* Exercise directions
Extend the forum thread about choosing headphone gear past the point where it stops.
[Extract start]
Jan 5, 2009 at 9:40 AM Post #2 of 47
Quote:

Originally Posted by Deathbunny_SG /img/forum/go_quote.gif

-Source
My music is mostly purchased Itunes tracks and I would like to use my PC to be the music server.



**buzzer sound**

You'll want to upgrade the music before dropping all kinds of coin on gear. Go for lossless audio in FLAC or ALAC (apple) if using a PC. Otherwise, whats the point
confused.gif
 
Jan 5, 2009 at 8:18 PM Post #4 of 47
Don't be silly.
My headphone rigs make iTunes bought music sound great. My headphones, amps, and sources make a MUCH bigger difference in sound and enjoyment than iTunes vs. CD file differences.
 
Jan 5, 2009 at 8:31 PM Post #5 of 47
Figure out the headphones you want first. Go by the music you listen to and the sound signature you prefer. Or maybe get a few headphones. With your budget, you could pick up the HD-650, K-701, DT880, and a RS-1 to cover pretty much everything. Or maybe get a K-1000 or other specialty headphone that might interest you. But spend a lot of time on the headphones because they're probably 70% of what you hear.

Next, find an amp suitable to driving your headphone(s).

Then worry about the source. AAC files aren't that bad - I like them on the iPod with my Grados and IEMs. Get an affordable DAC for your collection, but put the bulk of your money into headphones and a quality amp. Those are the majority of your listening experience.

Also, be sure to consider used gear. Keep an eye on the For Sale Forum, Audiogon and eBay. You'll save up to 50% or more buying used. Most gear holds up well and is cared for, so don't worry about buying used.
 
Jan 5, 2009 at 8:58 PM Post #7 of 47
Looks like the K1000 has been discontinued since 06? I dont mind buying a used amp or dac but phones have to be new. I have this thing about sharing phones with other people. I have been leaning twards the HD-650 but mainly because the cables are easly replacable, prolly not the best thing to pick a set of phones on. I just realised my buddy sells Cary audio so I might be able to get a good price (depending on the markup) on an xciter but I dont know how soon they will be available, cant find much info on them yet.
 
Jan 6, 2009 at 10:03 AM Post #8 of 47
The 650s are good headphones. With the right amp they really shine.

With a $3500 budget, looking to go pc audio, figure $350 for the new 650s, $200 or so for a good cable, used (Stefan Audio Art and Enigma cables are my favorite, others like the APS cables, but I haven't heard those).

I like eddiecurrent's amps with HD650s (for tube) and beta22 and balanced m^3 (both DIY, so you'd have to find a builder) solid state, and I've heard good things about the luxman.

The variable will be the source. I have owned the apogee minidac and CEC DA53 and liked those quite a bit, and they have usb options (tho the apogee is discontinued at this point). They're both around $1000. I'm sure others will have recommendations as well.
 
Jan 6, 2009 at 4:27 PM Post #9 of 47
DACs with 192k files should sound fine unless the recording is bad. I'm listening to 128k through an older dac and k701s and get the full details of the artist personal noises (shuffling their score sheets, licking their lips and their tongues lifting from their cheeks. I can hear the feet shuffle in the quiet parts[The Temptations- Just My Imagination]) You can work on re-ripping cds once you have a unit worthy of the effort.
[Extract end]
[Record excerpts start]
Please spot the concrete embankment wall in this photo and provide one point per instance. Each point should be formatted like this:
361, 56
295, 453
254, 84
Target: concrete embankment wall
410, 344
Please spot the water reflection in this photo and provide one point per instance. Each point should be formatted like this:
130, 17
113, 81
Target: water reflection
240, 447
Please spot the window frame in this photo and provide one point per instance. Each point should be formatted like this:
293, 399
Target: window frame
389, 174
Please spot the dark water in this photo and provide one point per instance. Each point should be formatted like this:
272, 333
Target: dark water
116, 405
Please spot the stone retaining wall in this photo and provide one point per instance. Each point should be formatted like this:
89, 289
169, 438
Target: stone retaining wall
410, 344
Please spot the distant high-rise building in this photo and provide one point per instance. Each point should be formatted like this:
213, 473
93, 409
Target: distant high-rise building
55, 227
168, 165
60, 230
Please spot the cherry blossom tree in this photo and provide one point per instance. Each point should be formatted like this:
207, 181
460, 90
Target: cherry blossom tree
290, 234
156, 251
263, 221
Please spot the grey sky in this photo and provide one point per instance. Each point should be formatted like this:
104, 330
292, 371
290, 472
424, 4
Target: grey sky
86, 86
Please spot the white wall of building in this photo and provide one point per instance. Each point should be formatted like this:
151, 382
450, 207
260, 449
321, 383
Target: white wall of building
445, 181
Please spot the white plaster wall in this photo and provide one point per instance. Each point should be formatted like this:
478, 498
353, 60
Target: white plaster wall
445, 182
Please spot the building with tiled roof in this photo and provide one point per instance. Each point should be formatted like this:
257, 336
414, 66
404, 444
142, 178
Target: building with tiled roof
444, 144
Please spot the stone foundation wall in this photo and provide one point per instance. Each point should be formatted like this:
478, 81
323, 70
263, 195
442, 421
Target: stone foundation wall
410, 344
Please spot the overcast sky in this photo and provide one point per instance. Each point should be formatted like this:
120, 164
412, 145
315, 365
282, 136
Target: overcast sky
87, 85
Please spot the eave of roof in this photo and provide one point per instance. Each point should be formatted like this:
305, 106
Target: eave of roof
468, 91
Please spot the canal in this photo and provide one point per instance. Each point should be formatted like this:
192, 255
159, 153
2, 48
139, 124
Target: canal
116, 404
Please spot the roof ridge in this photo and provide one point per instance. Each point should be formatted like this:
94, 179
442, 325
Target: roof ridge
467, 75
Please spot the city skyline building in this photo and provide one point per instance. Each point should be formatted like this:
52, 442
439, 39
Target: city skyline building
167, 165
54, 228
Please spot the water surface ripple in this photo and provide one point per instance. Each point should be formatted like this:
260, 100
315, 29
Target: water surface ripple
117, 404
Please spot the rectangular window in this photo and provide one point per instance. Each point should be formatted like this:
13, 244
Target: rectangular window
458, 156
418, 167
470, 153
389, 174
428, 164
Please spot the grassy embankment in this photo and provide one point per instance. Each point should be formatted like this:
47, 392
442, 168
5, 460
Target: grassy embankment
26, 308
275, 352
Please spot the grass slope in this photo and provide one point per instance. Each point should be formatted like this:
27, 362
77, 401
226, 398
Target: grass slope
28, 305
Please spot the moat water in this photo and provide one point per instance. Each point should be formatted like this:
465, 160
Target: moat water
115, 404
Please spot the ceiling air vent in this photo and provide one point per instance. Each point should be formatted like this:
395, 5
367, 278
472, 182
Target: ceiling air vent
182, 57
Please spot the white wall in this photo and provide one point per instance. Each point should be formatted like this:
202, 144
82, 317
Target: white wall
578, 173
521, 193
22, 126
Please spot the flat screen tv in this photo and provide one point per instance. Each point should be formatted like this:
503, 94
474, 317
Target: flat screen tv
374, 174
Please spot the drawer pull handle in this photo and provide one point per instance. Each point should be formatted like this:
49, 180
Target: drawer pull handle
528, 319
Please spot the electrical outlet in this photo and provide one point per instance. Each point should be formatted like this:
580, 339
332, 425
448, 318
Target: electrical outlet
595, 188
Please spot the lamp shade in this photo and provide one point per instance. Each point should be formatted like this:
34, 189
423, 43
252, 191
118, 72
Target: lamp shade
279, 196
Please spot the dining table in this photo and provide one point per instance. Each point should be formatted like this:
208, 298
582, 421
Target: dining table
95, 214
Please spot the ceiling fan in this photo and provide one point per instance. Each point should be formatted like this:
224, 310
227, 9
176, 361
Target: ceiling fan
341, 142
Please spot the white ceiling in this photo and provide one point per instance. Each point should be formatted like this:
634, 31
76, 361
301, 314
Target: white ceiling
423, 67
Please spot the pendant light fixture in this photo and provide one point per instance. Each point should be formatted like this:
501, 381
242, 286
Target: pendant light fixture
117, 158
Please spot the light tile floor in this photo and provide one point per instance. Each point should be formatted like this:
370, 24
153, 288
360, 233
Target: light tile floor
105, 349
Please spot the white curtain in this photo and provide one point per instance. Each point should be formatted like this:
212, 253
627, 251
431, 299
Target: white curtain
[Record excerpts end]
* Task output
This year will be a good time for new products and solutions for pc audio. Empirical Audio will be releasing a new usb DAC/pre/hp amp that is worthy of review. It has a built in hp amp that would save you an amp investment as well as USB/I2S/Coax inputs and one rca and one balanced outputs. Another unit of similar stature is the Red Wine Isabellina. By no means are these the only ones but are meant as a starter to learn the latest technologies.

Since you want new hps, I'd recommend going to a meet or if you are in a major metro area, a retail store that carry many maker's products like a Guitar Center. They may not have the model you want but they do have several maker's product to at least determine your taste. Once you know who you want, hit the net for best pricing. I've seen new prices on a K701 range from $242-500. As much as I want to support our sponsors, they are pricey.

A couple of hps will serve you better than trying to find the one all rounder. Your music would suggest a Grado for your blues, acoustic rock etc. Grado is also a good choice for non amped listening. I use my RS-1 and ipod a lot. Though they do sound better amped, they satisfy my needs for casual listening. If Grado is your choice, the RA-1 (used) would be a cheap amp alternative. Of course these headphones aren't the only ones worthy of review but this is what I have the most experience with.

I suspect the questions will gather many options and possibly confuse you more. Of major consideration is the sound quality of the hp amps in these dacs. I have only heard average reviews of the hp amp in most dacs. Because the mentioned units have a solid reputation in our headphone community, I think they know our needs and will have put more efforts into their amps.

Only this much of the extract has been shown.